## Start Text shown

Additional Ingredients

  • 1 large red onion, sliced
  • Olive oil spray

Instructions

  1. Preheat the Oven: Set your oven to 425°F (220°C) to ensure it’s fully heated before baking the chicken, resulting in even cooking and a nice char.
  2. Prepare the Chicken: Dice the chicken thighs into 1-inch cubes and place them in a large mixing bowl. Add the Greek yogurt, tomato paste, lemon zest and juice, minced garlic, dried oregano, paprika, cumin, cinnamon, salt, and black pepper. Mix thoroughly to coat all pieces evenly with the marinade.
  3. Marinate: Cover the bowl and let the chicken marinate for at least 20 minutes at room temperature, or refrigerate for up to 12 hours to deepen the flavors.
  4. Arrange on Baking Sheet: Line a baking sheet with parchment paper. Spread the marinated chicken in an even layer on the sheet. Top with the sliced red onions and lightly spray the top with olive oil to help caramelize the onions and keep the chicken moist.
  5. Bake and Broil: Bake the chicken for 35 to 40 minutes until fully cooked. Then switch your oven to broil and cook for an additional 3 to 5 minutes, watching closely, until the edges of the chicken are slightly charred for that authentic shawarma flavor.

## End Text shown

** What to produce **
Continue the chicken shawarma recipe above, starting right after its last sentence.

## Start Data

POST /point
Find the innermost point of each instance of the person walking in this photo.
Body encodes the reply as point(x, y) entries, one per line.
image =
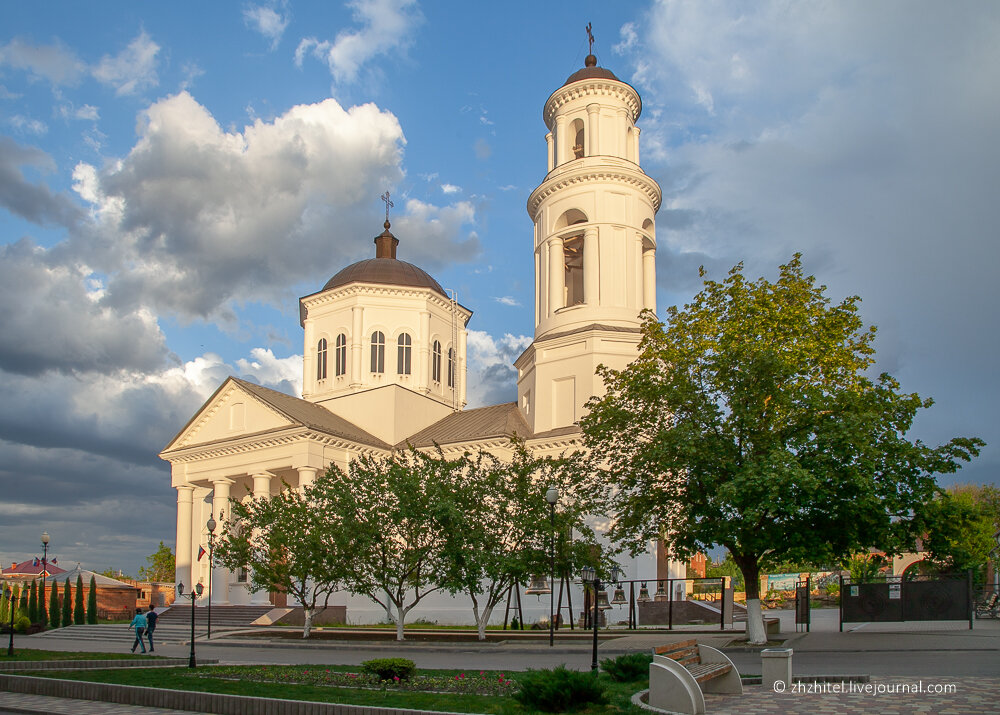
point(139, 623)
point(151, 617)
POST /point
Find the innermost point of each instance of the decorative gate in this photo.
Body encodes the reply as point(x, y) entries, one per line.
point(945, 597)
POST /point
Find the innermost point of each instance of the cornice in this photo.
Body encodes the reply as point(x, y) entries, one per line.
point(634, 179)
point(619, 90)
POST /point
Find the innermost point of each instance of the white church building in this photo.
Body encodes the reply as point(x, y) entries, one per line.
point(385, 349)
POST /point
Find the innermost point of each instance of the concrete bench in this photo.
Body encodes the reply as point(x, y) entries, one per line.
point(682, 672)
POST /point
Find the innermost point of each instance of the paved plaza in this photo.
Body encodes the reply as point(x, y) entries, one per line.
point(911, 667)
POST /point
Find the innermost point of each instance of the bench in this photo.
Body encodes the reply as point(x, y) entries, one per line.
point(682, 672)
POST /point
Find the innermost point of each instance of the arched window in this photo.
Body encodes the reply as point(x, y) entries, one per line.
point(340, 355)
point(378, 351)
point(321, 359)
point(403, 354)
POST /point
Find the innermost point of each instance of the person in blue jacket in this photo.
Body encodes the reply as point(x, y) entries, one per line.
point(139, 623)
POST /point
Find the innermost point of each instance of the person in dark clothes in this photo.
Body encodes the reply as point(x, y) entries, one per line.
point(139, 623)
point(151, 626)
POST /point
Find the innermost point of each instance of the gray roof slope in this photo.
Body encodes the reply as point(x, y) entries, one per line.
point(502, 420)
point(310, 414)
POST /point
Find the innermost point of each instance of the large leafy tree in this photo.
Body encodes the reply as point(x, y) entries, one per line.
point(160, 565)
point(749, 421)
point(286, 542)
point(497, 525)
point(395, 509)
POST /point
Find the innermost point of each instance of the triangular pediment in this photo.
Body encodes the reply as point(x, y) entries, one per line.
point(230, 413)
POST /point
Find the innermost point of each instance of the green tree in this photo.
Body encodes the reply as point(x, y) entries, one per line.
point(54, 604)
point(92, 601)
point(67, 605)
point(749, 421)
point(161, 565)
point(957, 531)
point(33, 614)
point(391, 506)
point(497, 524)
point(78, 614)
point(287, 543)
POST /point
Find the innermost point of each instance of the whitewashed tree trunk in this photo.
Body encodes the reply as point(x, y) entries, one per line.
point(755, 623)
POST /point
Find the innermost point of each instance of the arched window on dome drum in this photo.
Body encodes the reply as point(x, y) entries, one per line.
point(378, 352)
point(403, 354)
point(340, 355)
point(321, 359)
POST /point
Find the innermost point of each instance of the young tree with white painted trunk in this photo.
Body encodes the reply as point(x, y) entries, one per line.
point(749, 421)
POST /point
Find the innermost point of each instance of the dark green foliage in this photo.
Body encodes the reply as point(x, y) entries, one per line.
point(389, 668)
point(78, 615)
point(559, 690)
point(92, 602)
point(54, 604)
point(67, 606)
point(33, 603)
point(627, 668)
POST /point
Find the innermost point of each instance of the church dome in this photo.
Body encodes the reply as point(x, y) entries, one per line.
point(385, 269)
point(591, 71)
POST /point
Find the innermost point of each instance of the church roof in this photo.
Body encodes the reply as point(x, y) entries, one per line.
point(470, 425)
point(310, 414)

## End Data

** Answer to this exercise **
  6. Serve: Serve the chicken shawarma warm over rice with hummus and tzatziki, stuffed into pita bread with fresh veggies, or on top of a crisp salad for a delicious Mediterranean meal.

Notes

  • For a spicier version, add 1 tsp cayenne pepper or red pepper flakes to the marinade.
  • Chicken breasts can be substituted for thighs; reduce baking time by about 5 minutes to avoid drying out.
  • This recipe is gluten free when served without pita; serve with rice, quinoa, or salad for a gluten-free meal.
  • Store leftovers in an airtight container in the refrigerator for up to 4 days.
  • Perfect for meal prep, this dish keeps well and reheats easily.
  • Try pairing with roasted potatoes and grilled vegetables for a heartier dinner option.
  • For an authentic gyro, use this recipe as a base and add traditional toppings like lettuce, tomato, and cucumber.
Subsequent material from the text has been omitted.